Meanwhile, deal flow accelerates. Competitors move faster. Your opportunity cost climbs.

Climate-focused venture studios like PADISO have partnered with Australian clean-energy founders and investors to solve this exact problem. The solution is not more analysts—it’s smarter tools. Specifically, it’s leveraging large language models like Claude to read, synthesise, and extract risk signals from project documents at machine speed while preserving human judgment on what matters.

This guide shows you how to use Claude (Anthropic’s flagship AI model) to cut your hydrogen and BESS project underwriting timeline from weeks to days, and to surface risks your manual process might miss.

Understanding Hydrogen and Battery Storage Projects

Before we tackle the underwriting workflow, let’s establish what we’re analysing.

Hydrogen Projects

Hydrogen projects in the clean-energy landscape fall into three broad categories:

Green hydrogen production uses renewable electricity (solar, wind) to electrolyse water, producing hydrogen with zero carbon emissions. Green hydrogen projects are capital-intensive (typically $50M–$500M+) and require co-location with renewable generation, grid access, and offtake agreements. They’re also nascent: most projects are still in pilot or early commercial phase.

» Data items:
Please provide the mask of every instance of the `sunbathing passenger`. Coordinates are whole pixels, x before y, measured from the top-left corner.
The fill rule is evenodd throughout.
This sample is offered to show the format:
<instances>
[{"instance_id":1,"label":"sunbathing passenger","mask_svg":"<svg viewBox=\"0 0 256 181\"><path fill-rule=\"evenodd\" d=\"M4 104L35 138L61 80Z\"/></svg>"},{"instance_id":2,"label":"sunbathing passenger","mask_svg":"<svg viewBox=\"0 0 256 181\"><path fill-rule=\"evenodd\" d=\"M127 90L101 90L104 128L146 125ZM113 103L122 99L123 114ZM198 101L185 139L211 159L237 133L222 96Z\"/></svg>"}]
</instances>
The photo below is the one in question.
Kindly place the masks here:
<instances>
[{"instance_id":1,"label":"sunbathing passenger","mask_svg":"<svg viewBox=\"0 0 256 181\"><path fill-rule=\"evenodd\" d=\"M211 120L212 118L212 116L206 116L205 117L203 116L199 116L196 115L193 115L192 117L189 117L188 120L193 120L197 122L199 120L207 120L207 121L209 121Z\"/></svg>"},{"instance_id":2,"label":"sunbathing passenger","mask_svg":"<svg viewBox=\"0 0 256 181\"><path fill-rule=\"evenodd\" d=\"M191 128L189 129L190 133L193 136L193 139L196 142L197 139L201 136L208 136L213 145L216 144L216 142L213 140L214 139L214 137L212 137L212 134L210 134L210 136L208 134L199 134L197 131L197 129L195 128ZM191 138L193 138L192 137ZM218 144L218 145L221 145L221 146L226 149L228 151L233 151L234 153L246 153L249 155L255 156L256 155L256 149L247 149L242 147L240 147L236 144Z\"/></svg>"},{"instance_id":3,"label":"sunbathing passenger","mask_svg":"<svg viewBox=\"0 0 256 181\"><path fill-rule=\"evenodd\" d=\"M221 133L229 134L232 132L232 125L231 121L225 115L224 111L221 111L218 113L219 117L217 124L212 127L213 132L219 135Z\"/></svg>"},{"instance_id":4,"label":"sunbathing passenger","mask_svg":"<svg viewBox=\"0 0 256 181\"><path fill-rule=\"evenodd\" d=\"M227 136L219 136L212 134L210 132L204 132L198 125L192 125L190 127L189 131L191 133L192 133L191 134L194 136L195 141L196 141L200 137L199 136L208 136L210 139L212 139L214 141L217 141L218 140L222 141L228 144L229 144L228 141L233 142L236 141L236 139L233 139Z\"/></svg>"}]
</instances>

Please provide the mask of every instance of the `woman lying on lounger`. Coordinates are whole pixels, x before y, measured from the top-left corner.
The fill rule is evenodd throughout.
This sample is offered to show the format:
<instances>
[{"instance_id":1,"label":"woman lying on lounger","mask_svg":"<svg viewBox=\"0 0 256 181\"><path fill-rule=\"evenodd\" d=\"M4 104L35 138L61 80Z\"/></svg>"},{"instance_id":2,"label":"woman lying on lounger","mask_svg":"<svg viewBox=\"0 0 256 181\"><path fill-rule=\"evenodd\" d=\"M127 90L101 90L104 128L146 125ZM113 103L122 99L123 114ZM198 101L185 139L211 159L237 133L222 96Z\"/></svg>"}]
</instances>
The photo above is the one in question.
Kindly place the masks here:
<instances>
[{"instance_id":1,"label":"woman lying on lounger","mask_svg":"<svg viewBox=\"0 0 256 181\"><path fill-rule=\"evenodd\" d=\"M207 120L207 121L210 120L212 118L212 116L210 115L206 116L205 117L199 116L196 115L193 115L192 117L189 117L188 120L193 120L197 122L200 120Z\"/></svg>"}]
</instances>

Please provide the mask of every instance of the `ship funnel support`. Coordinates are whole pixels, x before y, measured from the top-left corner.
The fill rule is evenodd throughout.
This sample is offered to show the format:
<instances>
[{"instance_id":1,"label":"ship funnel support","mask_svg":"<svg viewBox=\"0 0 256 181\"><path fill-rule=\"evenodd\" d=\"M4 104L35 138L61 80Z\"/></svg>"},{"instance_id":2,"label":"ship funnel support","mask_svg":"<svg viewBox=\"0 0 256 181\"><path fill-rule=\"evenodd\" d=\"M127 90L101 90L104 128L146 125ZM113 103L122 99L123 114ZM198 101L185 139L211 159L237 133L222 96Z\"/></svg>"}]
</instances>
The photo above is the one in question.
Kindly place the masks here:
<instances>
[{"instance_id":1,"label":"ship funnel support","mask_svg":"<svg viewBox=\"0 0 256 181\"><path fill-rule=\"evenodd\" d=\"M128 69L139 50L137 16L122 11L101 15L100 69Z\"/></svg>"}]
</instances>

» Instructions to follow: Copy the hydrogen underwriting passage from "Meanwhile, deal flow" to "process might miss." word for word.

» Exercise result:
Meanwhile, deal flow accelerates. Competitors move faster. Your opportunity cost climbs.

Climate-focused venture studios like PADISO have partnered with Australian clean-energy founders and investors to solve this exact problem. The solution is not more analysts—it’s smarter tools. Specifically, it’s leveraging large language models like Claude to read, synthesise, and extract risk signals from project documents at machine speed while preserving human judgment on what matters.

This guide shows you how to use Claude (Anthropic’s flagship AI model) to cut your hydrogen and BESS project underwriting timeline from weeks to days, and to surface risks your manual process might miss.